■ **What to do**
Swap "marker" for "pin" throughout the entries below, and write them out again with nothing else changed.

● ● ● ● ●

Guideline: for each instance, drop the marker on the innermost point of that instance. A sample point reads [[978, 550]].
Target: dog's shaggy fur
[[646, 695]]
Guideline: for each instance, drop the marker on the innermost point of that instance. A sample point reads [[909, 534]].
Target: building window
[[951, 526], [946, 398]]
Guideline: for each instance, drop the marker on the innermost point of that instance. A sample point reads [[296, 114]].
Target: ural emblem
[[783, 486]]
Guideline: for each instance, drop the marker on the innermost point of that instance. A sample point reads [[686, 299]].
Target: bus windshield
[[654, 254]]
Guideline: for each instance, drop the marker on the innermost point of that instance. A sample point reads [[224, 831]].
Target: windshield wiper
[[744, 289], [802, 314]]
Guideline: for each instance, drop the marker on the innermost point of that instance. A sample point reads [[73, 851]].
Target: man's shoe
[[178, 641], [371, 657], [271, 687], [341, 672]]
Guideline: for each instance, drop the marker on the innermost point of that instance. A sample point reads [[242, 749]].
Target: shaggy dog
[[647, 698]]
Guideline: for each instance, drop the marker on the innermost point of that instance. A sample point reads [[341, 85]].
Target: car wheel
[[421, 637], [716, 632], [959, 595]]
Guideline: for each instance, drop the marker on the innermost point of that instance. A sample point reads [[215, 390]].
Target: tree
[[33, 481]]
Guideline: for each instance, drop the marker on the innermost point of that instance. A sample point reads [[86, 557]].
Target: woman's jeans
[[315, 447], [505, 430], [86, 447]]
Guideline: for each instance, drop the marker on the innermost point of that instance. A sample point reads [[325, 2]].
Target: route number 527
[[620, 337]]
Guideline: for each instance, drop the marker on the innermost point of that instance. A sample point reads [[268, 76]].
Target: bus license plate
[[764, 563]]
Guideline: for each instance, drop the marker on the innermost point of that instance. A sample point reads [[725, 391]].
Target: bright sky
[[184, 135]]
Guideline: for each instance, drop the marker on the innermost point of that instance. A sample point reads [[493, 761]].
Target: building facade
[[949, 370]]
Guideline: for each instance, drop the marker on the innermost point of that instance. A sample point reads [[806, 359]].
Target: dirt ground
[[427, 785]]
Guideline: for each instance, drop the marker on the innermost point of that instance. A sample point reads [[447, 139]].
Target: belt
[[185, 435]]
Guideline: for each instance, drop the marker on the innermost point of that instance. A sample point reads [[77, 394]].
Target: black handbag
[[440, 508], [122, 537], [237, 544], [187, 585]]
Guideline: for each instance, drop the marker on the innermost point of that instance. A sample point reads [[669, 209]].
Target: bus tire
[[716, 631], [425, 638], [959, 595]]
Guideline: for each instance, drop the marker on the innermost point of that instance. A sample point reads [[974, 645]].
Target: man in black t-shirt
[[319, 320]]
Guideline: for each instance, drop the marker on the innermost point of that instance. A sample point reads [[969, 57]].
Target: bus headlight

● ● ● ● ●

■ **Response to the task**
Guideline: for each instance, drop the pin on the innermost point of that instance. A sample point reads [[978, 550]].
Target: dog's shaggy fur
[[646, 695]]
Guideline: for each instance, drop the pin on the innermost point of that instance. A sample point reads [[909, 534]].
Target: building window
[[951, 526], [946, 398]]
Guideline: for each instance, drop the pin on the innermost point of that instance. A sample point reads [[296, 114]].
Target: ural emblem
[[783, 486]]
Guideline: for each instance, drop the pin on the innermost point of that instance. A sample point reads [[686, 299]].
Target: bus windshield
[[654, 254]]
Guideline: for each instance, drop the pin on the innermost point of that instance. A sample point reads [[224, 831]].
Target: windshield wiper
[[744, 289], [802, 314]]
Guideline: for each instance, drop the pin on the innermost point of that instance. A sample point reads [[73, 851]].
Target: man's shoe
[[178, 641], [371, 657], [271, 687], [341, 672]]
Guideline: for each instance, drop the pin on the innermost point of that instance. A sample point reads [[242, 749]].
Target: shaggy dog
[[647, 698]]
Guideline: for each instance, drop the pin on the innermost point of that instance. A sample point reads [[341, 85]].
Target: car wheel
[[421, 637], [716, 632], [959, 595]]
Guideline: for each instance, drop the pin on the innermost point of that instance. A sample point reads [[215, 390]].
Target: tree
[[33, 481]]
Guideline: for each instance, drop the pin on the innermost point of that instance. A sample point reads [[86, 557]].
Target: woman's jeans
[[315, 447], [505, 430], [86, 447]]
Guideline: for each instance, drop the pin on the innermost point of that instance. A sample point reads [[325, 2]].
Target: route number 527
[[620, 337]]
Guideline: for each instance, drop the pin on the innermost point of that instance. A sample point reads [[268, 76]].
Target: bus license plate
[[764, 563]]
Guideline: for each instance, drop the pin on the innermost point of that instance. A sample point reads [[725, 391]].
Target: bright sky
[[184, 135]]
Guideline: for each instance, drop the pin on the innermost point of that instance. A sample point reads [[493, 761]].
Target: building facade
[[949, 370]]
Guideline: for each instance, drop the pin on the innermost point of that instance. A sample point reads [[806, 359]].
Target: dirt ground
[[427, 785]]
Guideline: for each instance, drop the pin on the innermost point of that instance. A sample point reads [[447, 139]].
Target: belt
[[185, 435]]
Guideline: for each instance, drop the pin on the innermost point of that instance. A sample point reads [[77, 394]].
Target: black handbag
[[440, 508], [122, 537], [237, 544], [187, 585]]
Guideline: for each instance, drop the pin on the innermost point of that instance. A sample point reads [[669, 209]].
Target: bus tire
[[716, 631], [425, 638], [959, 595]]
Guideline: for each instance, drop the pin on the innermost point of that instance. A sample point reads [[974, 645]].
Target: man in black t-shirt
[[319, 320]]
Guideline: for each instance, drop the pin on the innermost point of that instance. A sample point reads [[969, 57]].
Target: bus headlight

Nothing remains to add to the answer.